→ Testo citato:
Ghost Box Orchestra – Vanished

#PER CHI AMA: Psych Rock Strumentale, Goat, Can
Arrivato a metà dell’ascolto, pensavo di essere al cospetto di uno dei dischi dell’anno: ossessive percussioni poliritmiche e acidissime chitarre fuzz che cadono come gocce di lava incandescente su un tappeto rosso di organi chiesatici, per una totale immersione nel lato più fisico della psichedelia, quello che letteralmente ti costringe a entrare col tuo corpo nel flusso della musica. Fenomenale, come fenomenale era stato lo scorso anno imbattersi in quel miracolo che è 'World Music' dei Goat. E alla musica dell’eccentrico combo svedese può sicuramente essere assimilata anche quella di questi 5 bostoniani dediti ad un rock, prettamente strumentale (a parte qualche coro qua e là), dalle forti componenti psichedeliche e quasi sciamaniche. Il trascinante brano di apertura, “Vader”, il successivo “Rythm of the Hills” o la title track, reminiscente degli ipnotici ritmi circolari dei Can, sembrano uscire da una capsula sospesa nel tempo e nello spazio, depositaria delle più antiche e oscure tradizioni di tutte le culture del mondo. Peccato solo che, ben presto, i Ghost Box Orchestra finiscono essenzialmente per ripetersi, riproponendo pressoché la stessa formula fino alla fine del disco. Cosa che non è per forza un male, sia chiaro, soprattutto se la qualità media è alta, ma che forse, alla lunga, un po’ può stancare. Per sgombrare immediatamente il campo da equivoci, devo dire che si tratta in generale di un ottimo lavoro, che per essere davvero indimenticabile avrebbe però forse dovuto osare un po’ di più, cercare qualche variazione ogni tanto e, magari, abbandonare di quando in quando l’onnipresente tamburello che scandisce il tempo per tutta la durata dell’album. Oltre ai pezzi già citati, vanno senz’altro sottolineati i riverberi desertici di “Into the Light”, che parte lenta per poi avvilupparsi in un vortice estatico di cori, chitarre wah e bassi impazziti, la litania tribale, reiterata fino all’ossessione, di “Spring Beat” o ancora le accelerazioni shoegaze da batticuore di Lodge II. Sono sicuro che la dimensione giusta per godere appieno della loro musica sia quella live, ma comunque questo “Vanished” è un ottimo surrogato in grado di regalare molte ore di vero divertimento psichedelico, anche senza alcun “aiutino” chimico. Stupefacenti. (Mauro Catena)

→ Richiesta 1:
Quale strumento viene definito onnipresente nel testo citato?

→ Voci fornite:
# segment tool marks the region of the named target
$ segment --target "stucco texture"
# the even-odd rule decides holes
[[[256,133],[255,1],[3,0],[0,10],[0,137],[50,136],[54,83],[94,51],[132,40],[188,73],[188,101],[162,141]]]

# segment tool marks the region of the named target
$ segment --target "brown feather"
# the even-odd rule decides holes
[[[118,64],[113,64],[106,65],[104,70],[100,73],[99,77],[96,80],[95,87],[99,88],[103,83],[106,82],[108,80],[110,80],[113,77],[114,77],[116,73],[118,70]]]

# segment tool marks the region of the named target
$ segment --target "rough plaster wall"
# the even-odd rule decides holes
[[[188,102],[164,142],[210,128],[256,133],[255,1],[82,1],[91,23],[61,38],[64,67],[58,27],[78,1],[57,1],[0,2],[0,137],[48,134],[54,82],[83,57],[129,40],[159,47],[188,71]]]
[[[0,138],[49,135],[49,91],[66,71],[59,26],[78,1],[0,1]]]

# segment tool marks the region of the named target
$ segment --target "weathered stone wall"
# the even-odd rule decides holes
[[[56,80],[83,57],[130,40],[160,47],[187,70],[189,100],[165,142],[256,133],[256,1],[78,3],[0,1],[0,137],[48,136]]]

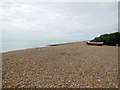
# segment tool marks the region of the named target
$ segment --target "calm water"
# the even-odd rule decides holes
[[[26,48],[46,47],[55,43],[66,43],[71,41],[9,41],[0,42],[0,52],[20,50]]]

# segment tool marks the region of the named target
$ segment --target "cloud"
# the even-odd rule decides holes
[[[4,40],[87,40],[117,31],[117,3],[3,3]]]

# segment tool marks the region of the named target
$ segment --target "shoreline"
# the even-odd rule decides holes
[[[84,42],[4,53],[3,88],[118,88],[117,57]]]
[[[77,41],[77,42],[84,42],[84,41]],[[52,46],[60,46],[60,45],[74,44],[74,43],[76,43],[76,42],[53,43],[53,44],[48,44],[48,45],[39,46],[39,47],[28,47],[28,48],[21,48],[21,49],[1,51],[0,53],[10,53],[10,52],[24,51],[24,50],[29,50],[29,49],[47,48],[47,47],[52,47]]]

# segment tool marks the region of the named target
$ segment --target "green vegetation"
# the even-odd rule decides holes
[[[104,42],[104,45],[116,46],[118,44],[120,46],[120,32],[100,35],[91,42]]]

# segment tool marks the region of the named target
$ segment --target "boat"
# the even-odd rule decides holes
[[[102,45],[103,45],[103,42],[90,42],[90,41],[87,41],[86,44],[87,44],[87,45],[102,46]]]

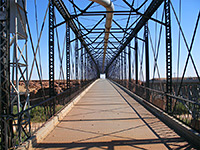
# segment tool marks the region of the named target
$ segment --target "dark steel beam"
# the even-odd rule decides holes
[[[87,43],[85,42],[84,38],[82,37],[82,34],[79,32],[78,27],[76,26],[75,22],[73,20],[70,20],[71,15],[69,13],[69,11],[67,10],[65,4],[63,3],[62,0],[53,0],[54,1],[54,5],[57,8],[58,12],[61,14],[61,16],[69,22],[69,25],[72,29],[72,31],[75,33],[75,35],[78,37],[78,39],[80,40],[81,44],[85,47],[86,51],[88,52],[88,54],[90,55],[92,61],[95,64],[96,70],[97,72],[99,72],[99,68],[98,65],[96,63],[96,61],[94,60],[92,54],[90,53],[90,50],[87,46]]]
[[[0,0],[0,149],[12,146],[13,127],[10,101],[10,1]]]
[[[145,58],[146,58],[146,87],[149,87],[149,37],[148,37],[148,23],[144,26],[145,38]],[[149,91],[146,91],[146,100],[149,101]]]
[[[135,38],[135,83],[138,84],[138,39],[137,38]]]
[[[172,39],[171,39],[171,18],[170,0],[165,0],[165,35],[166,35],[166,93],[172,94]],[[172,111],[172,99],[167,96],[166,111]]]
[[[54,96],[54,4],[49,5],[49,96]]]
[[[164,0],[154,0],[150,3],[149,7],[145,11],[144,16],[141,17],[139,22],[136,24],[135,28],[131,31],[131,34],[128,36],[126,41],[121,45],[117,55],[112,59],[112,61],[106,67],[106,72],[109,69],[110,65],[113,61],[119,56],[119,54],[124,50],[128,43],[136,36],[136,34],[141,30],[141,28],[145,25],[145,23],[149,20],[149,18],[154,14],[154,12],[160,7]],[[147,16],[147,17],[146,17]]]
[[[66,81],[67,89],[70,88],[70,27],[66,24]]]

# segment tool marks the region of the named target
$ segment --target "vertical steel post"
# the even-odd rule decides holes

→ Richiesta 2:
Riporta in un elenco numerato le righe delle voci, dall'inizio delle voci fino alla riga con "[[[4,40],[87,40],[117,31],[117,3],[3,3]]]" compresa, senza le righe vuote. Escludi le immagini dalla risposta.

→ Soluzione 1:
Il tamburello che scandisce il tempo per tutta la durata dell'album.

→ Soluzione 2:
1. # segment tool marks the region of the named target
2. $ segment --target "stucco texture"
3. # the even-odd rule decides holes
4. [[[256,133],[255,1],[3,0],[0,10],[0,137],[50,136],[54,83],[94,51],[132,40],[188,73],[188,101],[162,141]]]
5. # segment tool marks the region of the named target
6. $ segment --target "brown feather"
7. # the even-odd rule decides holes
8. [[[118,64],[113,64],[106,65],[104,70],[100,73],[99,77],[96,80],[95,87],[99,88],[103,83],[106,82],[108,80],[110,80],[113,77],[114,77],[116,73],[118,70]]]
9. # segment tool marks the region of the named target
10. $ segment --target "rough plaster wall"
11. # the even-odd rule decides holes
12. [[[188,102],[164,142],[210,128],[256,133],[255,1],[82,1],[91,23],[61,38],[64,67],[58,27],[78,1],[57,1],[0,2],[0,137],[48,134],[54,82],[83,57],[129,40],[159,47],[188,71]]]
13. [[[0,138],[49,135],[49,91],[66,71],[59,26],[78,1],[0,1]]]
14. # segment tool marks the region of the named target
15. $ segment --target "weathered stone wall"
16. # the even-odd rule decides holes
17. [[[56,80],[83,57],[130,40],[160,47],[187,70],[189,100],[165,142],[256,133],[256,1],[78,3],[0,1],[0,137],[48,136]]]
18. # segment tool marks the region of the named target
19. $ segment --target "calm water"
20. # the even-odd rule decides holes
21. [[[26,48],[46,47],[55,43],[66,43],[71,41],[9,41],[0,42],[0,52],[20,50]]]
22. # segment tool marks the region of the named target
23. $ segment --target "cloud"
24. # the even-odd rule decides holes
25. [[[4,40],[87,40],[117,31],[117,3],[3,3]]]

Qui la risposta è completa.